--- RECORDS FOR PROCESSING Enclosed Below ---

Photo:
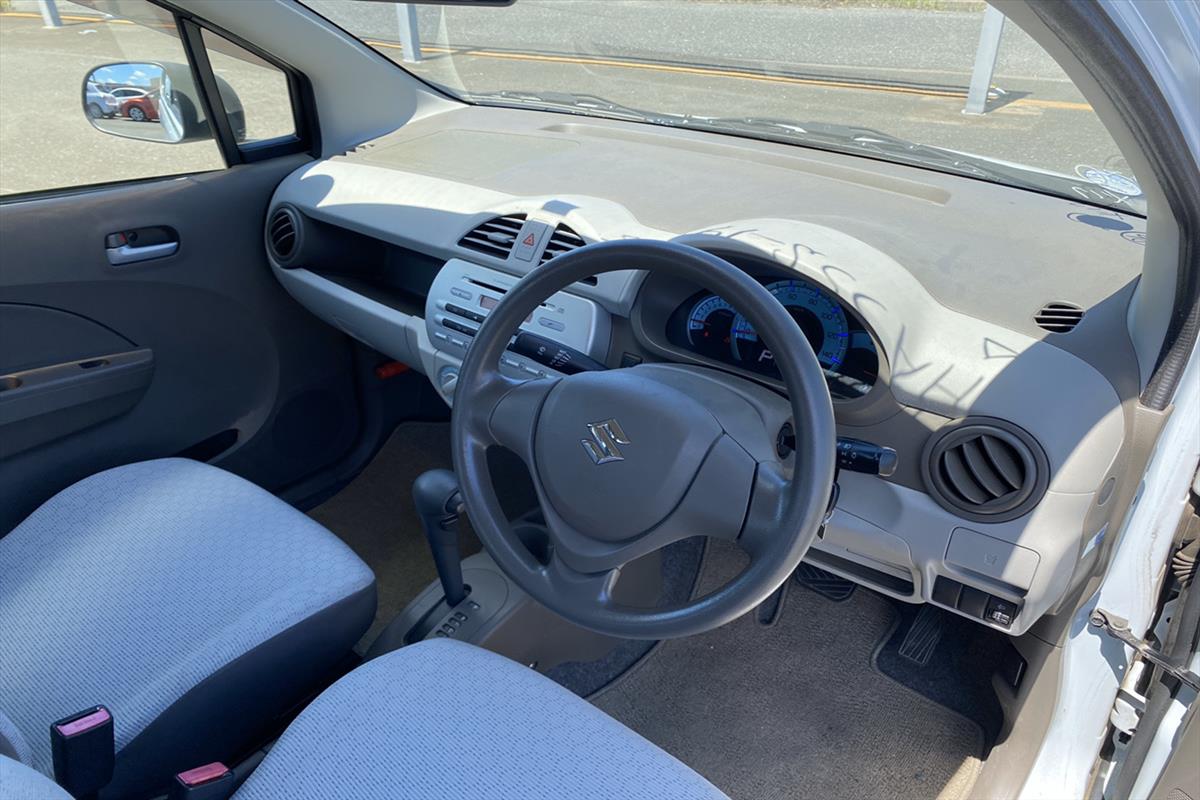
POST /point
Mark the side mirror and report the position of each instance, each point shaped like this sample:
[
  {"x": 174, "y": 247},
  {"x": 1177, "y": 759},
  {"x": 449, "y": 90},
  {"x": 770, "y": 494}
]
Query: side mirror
[{"x": 153, "y": 102}]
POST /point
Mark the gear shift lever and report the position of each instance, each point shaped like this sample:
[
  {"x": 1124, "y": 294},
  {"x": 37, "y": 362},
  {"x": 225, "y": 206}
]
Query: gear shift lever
[{"x": 439, "y": 505}]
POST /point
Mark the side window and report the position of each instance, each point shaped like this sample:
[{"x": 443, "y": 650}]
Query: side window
[
  {"x": 91, "y": 100},
  {"x": 256, "y": 94}
]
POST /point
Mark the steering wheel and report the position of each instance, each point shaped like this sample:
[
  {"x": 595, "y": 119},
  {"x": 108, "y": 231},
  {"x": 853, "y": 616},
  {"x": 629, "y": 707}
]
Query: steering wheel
[{"x": 629, "y": 461}]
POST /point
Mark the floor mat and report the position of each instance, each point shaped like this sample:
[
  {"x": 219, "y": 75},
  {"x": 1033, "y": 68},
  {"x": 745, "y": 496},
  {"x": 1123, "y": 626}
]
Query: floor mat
[
  {"x": 796, "y": 709},
  {"x": 376, "y": 517},
  {"x": 949, "y": 660}
]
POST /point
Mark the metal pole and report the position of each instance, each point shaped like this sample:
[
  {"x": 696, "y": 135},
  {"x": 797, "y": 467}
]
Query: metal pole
[
  {"x": 409, "y": 37},
  {"x": 49, "y": 13},
  {"x": 985, "y": 60}
]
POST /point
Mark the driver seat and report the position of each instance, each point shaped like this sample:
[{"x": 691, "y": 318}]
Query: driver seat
[{"x": 444, "y": 720}]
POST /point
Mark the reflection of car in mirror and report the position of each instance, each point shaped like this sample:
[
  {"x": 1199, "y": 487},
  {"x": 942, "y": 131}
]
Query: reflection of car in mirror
[
  {"x": 97, "y": 102},
  {"x": 121, "y": 97}
]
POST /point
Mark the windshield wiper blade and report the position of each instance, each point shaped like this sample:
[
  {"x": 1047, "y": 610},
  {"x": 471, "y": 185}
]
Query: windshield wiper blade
[{"x": 573, "y": 103}]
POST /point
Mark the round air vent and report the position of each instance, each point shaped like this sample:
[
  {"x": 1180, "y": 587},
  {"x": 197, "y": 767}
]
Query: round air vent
[
  {"x": 283, "y": 234},
  {"x": 1059, "y": 317},
  {"x": 985, "y": 469}
]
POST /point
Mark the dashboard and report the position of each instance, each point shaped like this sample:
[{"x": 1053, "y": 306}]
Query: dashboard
[
  {"x": 709, "y": 326},
  {"x": 925, "y": 322}
]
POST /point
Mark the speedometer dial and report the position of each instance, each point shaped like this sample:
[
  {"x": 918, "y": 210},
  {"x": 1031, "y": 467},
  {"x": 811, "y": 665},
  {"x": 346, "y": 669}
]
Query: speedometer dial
[
  {"x": 819, "y": 316},
  {"x": 709, "y": 326}
]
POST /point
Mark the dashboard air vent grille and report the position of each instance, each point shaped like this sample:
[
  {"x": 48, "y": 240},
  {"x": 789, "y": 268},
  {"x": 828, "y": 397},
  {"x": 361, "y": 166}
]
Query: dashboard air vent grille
[
  {"x": 282, "y": 232},
  {"x": 563, "y": 240},
  {"x": 1059, "y": 317},
  {"x": 984, "y": 469},
  {"x": 496, "y": 236}
]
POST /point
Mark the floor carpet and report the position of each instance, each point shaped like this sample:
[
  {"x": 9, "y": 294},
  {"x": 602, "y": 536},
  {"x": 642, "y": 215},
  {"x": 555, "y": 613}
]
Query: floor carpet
[{"x": 796, "y": 709}]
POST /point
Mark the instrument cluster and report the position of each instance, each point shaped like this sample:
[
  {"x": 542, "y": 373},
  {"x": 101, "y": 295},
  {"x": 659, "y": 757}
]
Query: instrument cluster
[{"x": 709, "y": 326}]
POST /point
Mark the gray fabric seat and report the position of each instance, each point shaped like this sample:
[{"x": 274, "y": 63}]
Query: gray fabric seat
[
  {"x": 192, "y": 603},
  {"x": 448, "y": 720},
  {"x": 443, "y": 720}
]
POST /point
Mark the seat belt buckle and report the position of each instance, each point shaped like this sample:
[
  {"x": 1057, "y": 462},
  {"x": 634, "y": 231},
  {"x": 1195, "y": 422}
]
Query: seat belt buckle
[
  {"x": 213, "y": 781},
  {"x": 84, "y": 751}
]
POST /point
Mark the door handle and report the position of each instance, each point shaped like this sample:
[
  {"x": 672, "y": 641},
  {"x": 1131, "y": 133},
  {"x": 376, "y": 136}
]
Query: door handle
[{"x": 141, "y": 245}]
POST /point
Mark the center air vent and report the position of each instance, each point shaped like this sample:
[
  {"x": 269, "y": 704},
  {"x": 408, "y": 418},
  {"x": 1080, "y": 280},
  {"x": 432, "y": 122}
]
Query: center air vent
[
  {"x": 283, "y": 234},
  {"x": 985, "y": 469},
  {"x": 495, "y": 236},
  {"x": 563, "y": 240},
  {"x": 1059, "y": 317}
]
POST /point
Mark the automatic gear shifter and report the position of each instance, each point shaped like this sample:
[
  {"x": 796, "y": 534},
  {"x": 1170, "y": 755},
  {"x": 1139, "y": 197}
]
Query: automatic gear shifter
[{"x": 439, "y": 505}]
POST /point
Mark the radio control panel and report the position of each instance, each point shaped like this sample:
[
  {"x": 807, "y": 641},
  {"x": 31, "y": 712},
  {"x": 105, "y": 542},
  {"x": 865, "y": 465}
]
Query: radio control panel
[{"x": 463, "y": 294}]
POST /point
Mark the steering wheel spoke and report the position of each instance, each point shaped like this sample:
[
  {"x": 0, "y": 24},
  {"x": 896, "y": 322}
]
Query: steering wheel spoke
[
  {"x": 505, "y": 413},
  {"x": 580, "y": 590}
]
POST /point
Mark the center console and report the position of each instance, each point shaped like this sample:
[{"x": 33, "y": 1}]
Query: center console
[{"x": 563, "y": 335}]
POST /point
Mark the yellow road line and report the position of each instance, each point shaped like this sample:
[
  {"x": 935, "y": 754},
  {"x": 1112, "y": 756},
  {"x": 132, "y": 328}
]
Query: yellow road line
[
  {"x": 717, "y": 72},
  {"x": 71, "y": 18},
  {"x": 711, "y": 72}
]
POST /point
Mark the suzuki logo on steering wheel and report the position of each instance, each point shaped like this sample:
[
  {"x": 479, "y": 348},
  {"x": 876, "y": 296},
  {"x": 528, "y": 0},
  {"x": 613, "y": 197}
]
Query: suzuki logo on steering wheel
[{"x": 603, "y": 445}]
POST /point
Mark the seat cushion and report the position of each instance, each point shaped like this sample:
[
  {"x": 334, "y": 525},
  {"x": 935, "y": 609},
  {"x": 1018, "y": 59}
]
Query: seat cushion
[
  {"x": 448, "y": 720},
  {"x": 187, "y": 600},
  {"x": 21, "y": 782}
]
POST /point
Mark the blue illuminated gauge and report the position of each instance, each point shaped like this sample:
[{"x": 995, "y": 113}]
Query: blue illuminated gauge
[
  {"x": 820, "y": 318},
  {"x": 711, "y": 325}
]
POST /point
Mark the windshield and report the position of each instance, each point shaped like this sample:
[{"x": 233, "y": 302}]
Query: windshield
[{"x": 942, "y": 84}]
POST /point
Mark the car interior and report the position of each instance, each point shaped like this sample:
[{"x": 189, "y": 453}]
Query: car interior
[{"x": 441, "y": 443}]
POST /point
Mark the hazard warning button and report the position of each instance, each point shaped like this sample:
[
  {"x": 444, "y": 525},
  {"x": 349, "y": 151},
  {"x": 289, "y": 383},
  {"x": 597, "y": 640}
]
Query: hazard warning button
[{"x": 529, "y": 240}]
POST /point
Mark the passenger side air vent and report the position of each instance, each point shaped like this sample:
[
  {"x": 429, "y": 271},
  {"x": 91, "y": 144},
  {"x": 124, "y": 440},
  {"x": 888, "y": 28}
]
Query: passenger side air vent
[
  {"x": 563, "y": 240},
  {"x": 283, "y": 234},
  {"x": 496, "y": 236},
  {"x": 1059, "y": 317},
  {"x": 985, "y": 469}
]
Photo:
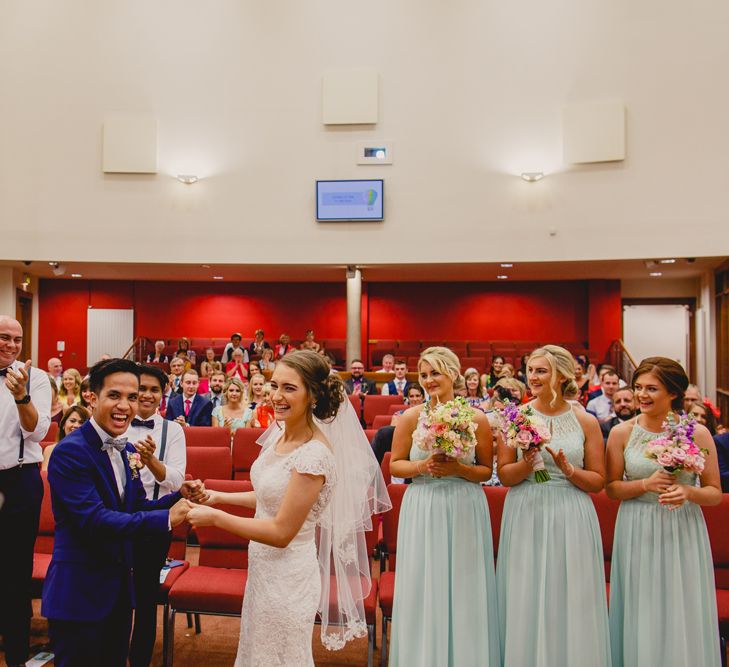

--- End of Enclosed RECORDS FOR PROCESSING ---

TASK PROMPT ->
Restate the lines of the records exactly, starting at the first and stopping after the line with "Mark the side window". Leave out any picture.

OUTPUT OF THE EXERCISE ->
Photo:
POST /point
Mark the side mirror and report the position of each instance, each point shaped like this sample:
[
  {"x": 174, "y": 247},
  {"x": 1177, "y": 759},
  {"x": 449, "y": 90},
  {"x": 770, "y": 494}
]
Query: side mirror
[{"x": 153, "y": 102}]
POST /point
Mark the gear shift lever and report the position of each instance, each point shaped like this sample:
[
  {"x": 1124, "y": 294},
  {"x": 37, "y": 362},
  {"x": 225, "y": 206}
]
Query: gear shift lever
[{"x": 439, "y": 505}]
POST /point
Mark the side window and report the position of each instance, each point shaped like this sample:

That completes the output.